---------- Passage provided ----------

Now, to the PC's, this is just another fight against an evil wizard type. Only, when they interrupt his great ceremony, maybe finding a way to off him, maybe just providing a distraction while Elminster and Drizzit go in an whip things butts (or whatever. ;)).

At the completion of the ceremony, things are getting drained...even the big heroes are having trouble. But they've weakened 'em. The PC's go up against a HIGHLY weakened wizard (he's been harmed, drained levels, had his Int damaged a bunch, etc.), and take him out.

"You fools...what have you done?"

Only, nothing goes boom...

It's not until people startcasting the healing spells that things start go to wrong...

Using the CoC as a guideline, I assign ability damage to each spell.

The first time Elminster is HEALED, the priest is drained of all his energy and collapses, skeletal, onto the ground...
===

That should make 'em good and scared. ;)

So now I have this 'new magic,' and everything follows it's rules. As people try to see and sense the weave, it's still there, but there's something on the other side...something hungrily feeding off of every spell cast in the world.

---------- Record set ----------

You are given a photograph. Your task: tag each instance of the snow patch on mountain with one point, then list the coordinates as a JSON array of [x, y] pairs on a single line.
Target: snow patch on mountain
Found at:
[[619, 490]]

----------
---------- Record set ----------

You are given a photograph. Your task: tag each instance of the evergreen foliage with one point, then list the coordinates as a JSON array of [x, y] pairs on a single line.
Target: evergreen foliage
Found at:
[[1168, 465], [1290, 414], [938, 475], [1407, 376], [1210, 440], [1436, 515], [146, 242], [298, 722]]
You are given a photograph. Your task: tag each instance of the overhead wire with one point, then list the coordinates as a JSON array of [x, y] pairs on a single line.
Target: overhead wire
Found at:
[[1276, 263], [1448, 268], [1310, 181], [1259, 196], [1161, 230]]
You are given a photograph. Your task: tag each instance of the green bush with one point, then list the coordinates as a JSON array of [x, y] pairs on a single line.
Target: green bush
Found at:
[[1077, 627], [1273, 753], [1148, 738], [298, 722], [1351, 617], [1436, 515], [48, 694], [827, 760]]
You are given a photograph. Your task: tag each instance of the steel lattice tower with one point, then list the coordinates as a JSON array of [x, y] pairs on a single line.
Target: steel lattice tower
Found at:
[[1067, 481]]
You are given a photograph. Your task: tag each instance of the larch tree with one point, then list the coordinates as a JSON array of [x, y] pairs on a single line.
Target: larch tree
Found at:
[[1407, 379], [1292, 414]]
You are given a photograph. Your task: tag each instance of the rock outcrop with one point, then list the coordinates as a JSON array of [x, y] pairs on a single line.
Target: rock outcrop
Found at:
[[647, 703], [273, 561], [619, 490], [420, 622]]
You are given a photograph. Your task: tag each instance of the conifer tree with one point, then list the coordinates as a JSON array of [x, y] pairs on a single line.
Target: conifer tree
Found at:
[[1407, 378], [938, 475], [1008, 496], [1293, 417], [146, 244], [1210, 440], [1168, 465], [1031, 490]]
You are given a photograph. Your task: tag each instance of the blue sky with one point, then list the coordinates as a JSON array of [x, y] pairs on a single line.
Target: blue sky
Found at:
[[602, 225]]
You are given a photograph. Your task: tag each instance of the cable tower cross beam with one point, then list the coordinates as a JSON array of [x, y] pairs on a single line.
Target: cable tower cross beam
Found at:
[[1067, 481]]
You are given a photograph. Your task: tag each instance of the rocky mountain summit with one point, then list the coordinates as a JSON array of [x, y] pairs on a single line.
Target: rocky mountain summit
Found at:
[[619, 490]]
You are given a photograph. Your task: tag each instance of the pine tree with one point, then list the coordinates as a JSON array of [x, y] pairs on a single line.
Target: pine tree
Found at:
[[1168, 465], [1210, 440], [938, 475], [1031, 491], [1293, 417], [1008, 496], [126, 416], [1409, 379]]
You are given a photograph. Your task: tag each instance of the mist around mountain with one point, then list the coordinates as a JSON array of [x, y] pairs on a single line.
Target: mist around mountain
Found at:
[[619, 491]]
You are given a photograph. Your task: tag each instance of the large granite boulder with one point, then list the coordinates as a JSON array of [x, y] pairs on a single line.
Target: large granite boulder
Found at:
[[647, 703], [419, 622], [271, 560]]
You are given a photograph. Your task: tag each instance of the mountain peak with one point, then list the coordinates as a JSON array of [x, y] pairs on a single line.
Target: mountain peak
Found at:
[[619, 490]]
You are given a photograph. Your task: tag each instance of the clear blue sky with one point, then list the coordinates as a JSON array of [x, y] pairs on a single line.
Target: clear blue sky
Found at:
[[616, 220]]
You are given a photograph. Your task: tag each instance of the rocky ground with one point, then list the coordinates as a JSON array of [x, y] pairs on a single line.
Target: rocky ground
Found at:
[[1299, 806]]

----------

Actions to take -
[1] In the campaign post, what happens to the priest the first time Elminster is healed?
[2] According to the campaign post, why are the PCs able to take out the wizard?

Responses by task -
[1] The priest is drained of all his energy and collapses, skeletal, onto the ground.

[2] By the end of the ceremony the big heroes have weakened him. He has been harmed, had levels drained and had his Int damaged a bunch, so the PCs face a highly weakened wizard.